## [Data for this exercise]
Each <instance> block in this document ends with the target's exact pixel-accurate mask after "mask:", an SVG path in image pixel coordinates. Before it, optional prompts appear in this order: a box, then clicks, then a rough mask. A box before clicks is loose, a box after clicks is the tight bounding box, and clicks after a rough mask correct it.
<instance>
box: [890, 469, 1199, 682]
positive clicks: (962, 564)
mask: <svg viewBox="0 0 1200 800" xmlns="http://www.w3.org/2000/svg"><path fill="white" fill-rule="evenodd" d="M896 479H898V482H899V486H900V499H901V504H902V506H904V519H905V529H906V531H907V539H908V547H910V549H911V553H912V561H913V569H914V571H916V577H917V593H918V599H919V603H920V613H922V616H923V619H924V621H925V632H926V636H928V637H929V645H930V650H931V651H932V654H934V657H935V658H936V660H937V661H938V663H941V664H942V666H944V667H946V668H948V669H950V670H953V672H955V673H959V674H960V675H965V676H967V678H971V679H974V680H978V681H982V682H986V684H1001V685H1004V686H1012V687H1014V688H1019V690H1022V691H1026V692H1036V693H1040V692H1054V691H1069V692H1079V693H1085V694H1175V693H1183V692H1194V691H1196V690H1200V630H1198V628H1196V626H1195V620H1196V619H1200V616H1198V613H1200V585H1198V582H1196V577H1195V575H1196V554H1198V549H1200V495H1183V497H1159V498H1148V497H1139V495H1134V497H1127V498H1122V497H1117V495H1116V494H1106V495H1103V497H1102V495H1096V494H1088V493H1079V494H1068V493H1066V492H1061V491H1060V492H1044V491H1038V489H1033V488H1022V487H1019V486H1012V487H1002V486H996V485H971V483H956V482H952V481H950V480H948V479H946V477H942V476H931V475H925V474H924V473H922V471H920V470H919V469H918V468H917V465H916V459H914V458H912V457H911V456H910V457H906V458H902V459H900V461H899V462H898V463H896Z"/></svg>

## [Task to carry out]
Copy out each line of the records where the string "instance" appears.

## [Answer area]
Each <instance> block in this document ends with the target's exact pixel-accurate mask after "mask:", an SVG path in image pixel coordinates. Before it, optional prompts appear in this order: a box, then clicks, then a rough mask. A box before clicks is loose, a box after clicks is the tight bounding box, and clicks after a rough mask correct it.
<instance>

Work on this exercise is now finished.